→ **Exercise aim**: Write out the material below word for word, without the pictures.

→ **Data for this exercise**:
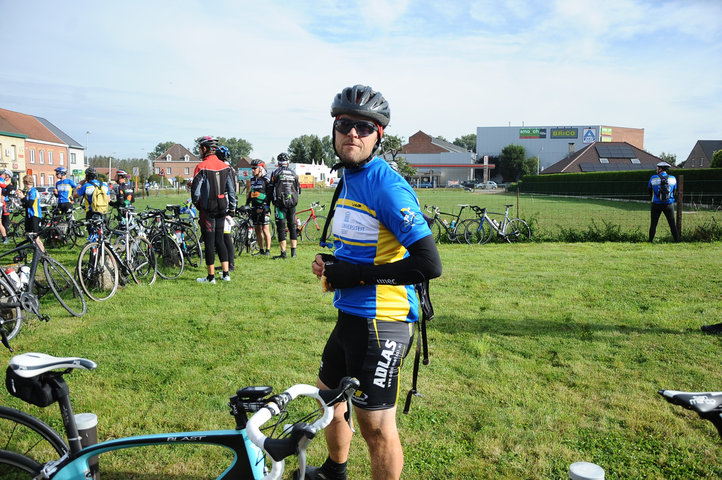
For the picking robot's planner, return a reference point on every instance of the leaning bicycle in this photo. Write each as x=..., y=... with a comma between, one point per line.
x=481, y=229
x=255, y=447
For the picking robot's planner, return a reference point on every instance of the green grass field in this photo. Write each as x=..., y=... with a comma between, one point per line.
x=542, y=354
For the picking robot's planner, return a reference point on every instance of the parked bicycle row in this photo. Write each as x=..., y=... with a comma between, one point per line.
x=479, y=229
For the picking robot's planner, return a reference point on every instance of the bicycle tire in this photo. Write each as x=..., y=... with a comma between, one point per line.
x=99, y=282
x=14, y=466
x=64, y=287
x=517, y=230
x=313, y=229
x=477, y=232
x=28, y=435
x=11, y=317
x=142, y=261
x=168, y=256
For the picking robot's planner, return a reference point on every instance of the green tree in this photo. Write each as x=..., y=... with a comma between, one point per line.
x=511, y=162
x=670, y=158
x=308, y=149
x=160, y=149
x=716, y=159
x=467, y=141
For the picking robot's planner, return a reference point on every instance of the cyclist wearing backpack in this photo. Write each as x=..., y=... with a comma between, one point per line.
x=64, y=190
x=124, y=194
x=94, y=193
x=663, y=189
x=286, y=189
x=382, y=247
x=214, y=194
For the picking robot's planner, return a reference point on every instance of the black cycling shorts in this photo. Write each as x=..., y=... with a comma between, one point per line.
x=370, y=350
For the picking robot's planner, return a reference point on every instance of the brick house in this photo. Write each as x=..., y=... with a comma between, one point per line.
x=43, y=150
x=701, y=154
x=177, y=161
x=604, y=157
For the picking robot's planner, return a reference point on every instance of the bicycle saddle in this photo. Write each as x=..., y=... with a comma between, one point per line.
x=32, y=364
x=700, y=402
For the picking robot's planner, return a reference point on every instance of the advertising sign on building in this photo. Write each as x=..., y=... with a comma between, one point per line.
x=565, y=132
x=532, y=133
x=589, y=135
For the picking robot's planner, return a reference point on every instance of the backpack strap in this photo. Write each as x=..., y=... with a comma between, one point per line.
x=422, y=344
x=322, y=242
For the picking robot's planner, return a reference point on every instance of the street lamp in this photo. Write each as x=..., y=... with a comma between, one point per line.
x=85, y=162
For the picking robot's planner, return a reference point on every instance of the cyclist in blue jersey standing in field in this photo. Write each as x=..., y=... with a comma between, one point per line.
x=382, y=247
x=663, y=190
x=64, y=190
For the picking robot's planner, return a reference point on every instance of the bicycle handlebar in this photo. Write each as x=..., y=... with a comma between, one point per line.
x=302, y=433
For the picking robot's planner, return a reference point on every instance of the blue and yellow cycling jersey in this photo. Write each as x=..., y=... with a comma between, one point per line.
x=64, y=189
x=377, y=216
x=32, y=203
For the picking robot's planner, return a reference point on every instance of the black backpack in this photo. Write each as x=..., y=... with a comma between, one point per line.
x=665, y=191
x=285, y=193
x=212, y=195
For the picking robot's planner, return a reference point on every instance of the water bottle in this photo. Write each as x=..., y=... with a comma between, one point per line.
x=24, y=274
x=14, y=277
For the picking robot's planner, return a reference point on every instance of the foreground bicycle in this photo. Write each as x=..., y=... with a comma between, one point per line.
x=45, y=274
x=247, y=441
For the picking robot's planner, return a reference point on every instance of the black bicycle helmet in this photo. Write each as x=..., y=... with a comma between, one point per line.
x=364, y=101
x=209, y=142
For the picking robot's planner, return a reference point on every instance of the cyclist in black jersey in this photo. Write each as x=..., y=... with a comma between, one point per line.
x=382, y=247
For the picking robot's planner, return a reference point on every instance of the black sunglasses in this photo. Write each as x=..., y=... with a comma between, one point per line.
x=362, y=127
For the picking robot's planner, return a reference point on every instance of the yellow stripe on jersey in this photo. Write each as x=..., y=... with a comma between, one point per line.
x=392, y=302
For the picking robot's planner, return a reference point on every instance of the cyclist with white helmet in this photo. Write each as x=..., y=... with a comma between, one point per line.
x=64, y=188
x=382, y=247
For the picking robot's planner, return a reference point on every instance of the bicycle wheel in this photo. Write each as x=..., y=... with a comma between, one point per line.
x=517, y=231
x=98, y=272
x=14, y=466
x=169, y=257
x=142, y=261
x=11, y=313
x=192, y=247
x=477, y=231
x=27, y=435
x=313, y=229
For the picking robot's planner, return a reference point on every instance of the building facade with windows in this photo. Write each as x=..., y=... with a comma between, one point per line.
x=176, y=162
x=550, y=144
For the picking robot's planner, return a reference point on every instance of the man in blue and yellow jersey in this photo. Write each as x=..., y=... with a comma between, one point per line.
x=382, y=247
x=33, y=211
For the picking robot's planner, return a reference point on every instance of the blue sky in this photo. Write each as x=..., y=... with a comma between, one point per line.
x=136, y=73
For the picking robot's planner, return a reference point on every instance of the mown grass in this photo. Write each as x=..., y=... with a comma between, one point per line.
x=542, y=354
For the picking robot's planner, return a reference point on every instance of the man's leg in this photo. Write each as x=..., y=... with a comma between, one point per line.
x=378, y=428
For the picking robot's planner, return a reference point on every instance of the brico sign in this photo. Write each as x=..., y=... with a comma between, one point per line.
x=565, y=132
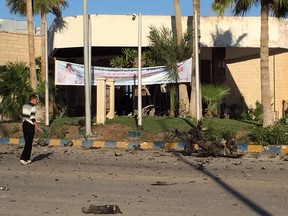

→ **Reply**:
For the picking robot's planner, return a reference point on every instance of the leaning bicycle in this photo. Write each as x=..., y=... with a comma between, one point per line.
x=481, y=229
x=255, y=447
For the picking robot's planner, return a reference point on every instance of the green grass field in this photo. Write each as x=..., y=... with a comma between, one point per line.
x=542, y=354
For the picking robot's planner, return a reference point on every instance of the parked bicycle row in this photo. Write each as x=..., y=... with a comma between, one point per line.
x=479, y=229
For the picking robot's planner, return a reference point on every instance of the bicycle tire in this photo. Write each as x=..., y=... with a comma between, one point per line.
x=99, y=282
x=14, y=466
x=64, y=287
x=517, y=230
x=313, y=229
x=477, y=232
x=28, y=435
x=11, y=317
x=142, y=261
x=168, y=256
For the picking robot's planner, return a reference point on every instance of the green tree in this photo. Write each as x=..., y=... with a comma between, one point per line.
x=511, y=162
x=670, y=158
x=308, y=149
x=160, y=149
x=716, y=159
x=467, y=141
For the picking robot's planner, return a reference point on every instance of the cyclist wearing backpack in this photo. Write each as x=..., y=... with a comma between, one point per line.
x=64, y=190
x=124, y=194
x=94, y=193
x=663, y=189
x=286, y=189
x=382, y=247
x=214, y=194
For the picking robot's planner, return a reference point on every instance of the black cycling shorts in this photo. Write each as x=..., y=... with a comma between, one point per line.
x=370, y=350
For the picking robot's planner, return a reference point on every instance of the brick house in this photo. Write each as x=..., y=... with a comma between, one point per line.
x=43, y=150
x=701, y=154
x=177, y=161
x=604, y=157
For the picking robot's planner, return a reference point on every instance of the bicycle saddle in this photo. Write each as x=..., y=... with a comma between, one point per line.
x=32, y=364
x=700, y=402
For the picking robot's planner, return a reference point on every instance of the advertising sign on building in this photo. Write each as x=..., y=... with a comma between, one point per line.
x=565, y=132
x=532, y=133
x=589, y=135
For the picking robot's planner, return a reference point on every instance of the backpack strap in this photo. Write each as x=..., y=... with a comma between, one point per line.
x=422, y=344
x=322, y=242
For the picking robot's planner, return a reference point on every instance of the street lamp in this photo. Write each as x=..., y=... with a comma between, one point per line.
x=85, y=162
For the picking robot's planner, return a reference point on every instance of the cyclist in blue jersey standing in field in this photo. Write each as x=..., y=... with a comma between, one point per line.
x=382, y=247
x=663, y=190
x=64, y=190
For the picking robot's planner, return a reference point on every instance of the bicycle handlebar in this photo. Write each as x=..., y=... with a comma between, one point per line.
x=302, y=433
For the picking robot's planner, return a reference point on every instance of the blue and yellow cycling jersey in this photo. Write each as x=..., y=... with a comma between, one point per line.
x=64, y=189
x=377, y=216
x=32, y=203
For the picking robot's planner, return a reference point on every instance of the black backpack in this photo. Write each as x=..., y=... with a comma between, one point per line.
x=665, y=191
x=285, y=193
x=212, y=195
For the picking robot's planner, return a reference point on every instance of the water bottle in this photo. Write each as x=..., y=... with a comma between, one point per line.
x=24, y=274
x=14, y=277
For the picking robot's planner, return a reference point on every instance of the foreground bicycle in this photo. Write each as x=..., y=... with a comma between, one point per line.
x=45, y=274
x=247, y=441
For the picking robot's planner, return a reference point on every instance of the black bicycle helmet in this photo. Write each as x=..., y=... with a comma between, one point per line.
x=364, y=101
x=209, y=142
For the picking robot's planner, return a reference point on every instance of the cyclist in black jersey in this photo. Write each as x=..., y=... with a comma between, one point per line.
x=382, y=247
For the picking robot's planner, return a reference point on every instance of the black sunglasses in this photo. Write each as x=..., y=... with a comma between, one point per line.
x=362, y=127
For the picking robot's planner, return a reference point on every instance of the yellow stripe on jersey in this photo. Write each as x=..., y=... with a comma between, one point per line.
x=392, y=302
For the picking robot's planner, return a reference point on every instance of the cyclist with white helmet in this photo. Write each as x=..., y=... with a comma between, one point per line.
x=64, y=188
x=382, y=247
For the picking robot's planner, return a reference point on every instance of the bicycle wheel in this photo. Write each as x=..., y=... with a comma between, one point per line.
x=517, y=231
x=98, y=272
x=14, y=466
x=169, y=257
x=142, y=261
x=11, y=313
x=192, y=247
x=477, y=231
x=27, y=435
x=313, y=229
For the picking robot's planner, return a reference point on every instance of the building facade with windows in this photo. Write each as x=..., y=... with a comma between, one point per line.
x=176, y=162
x=550, y=144
For the picking robot's planner, return a reference point on every instance of the man in blue and yellow jersey in this photo. Write each as x=..., y=... with a comma between, one point per line.
x=382, y=247
x=33, y=211
For the picking robot's planner, return a reference point on every instance of the blue sky in this photo. Write each as x=..., y=... with a comma between, one point per line.
x=136, y=73
For the picking robot's planner, return a reference point on every instance of the mown grass in this photo. Write each as x=..., y=... with a comma between, one point per line.
x=542, y=354
For the picking robot's planner, return a reference point on every instance of the man's leg in this photo. Write each as x=..., y=... with a comma between, one point per line.
x=378, y=428
For the picking robot's planner, return a reference point on every instance of the brico sign in this photo. Write each as x=..., y=... with a comma between, one point per line.
x=565, y=132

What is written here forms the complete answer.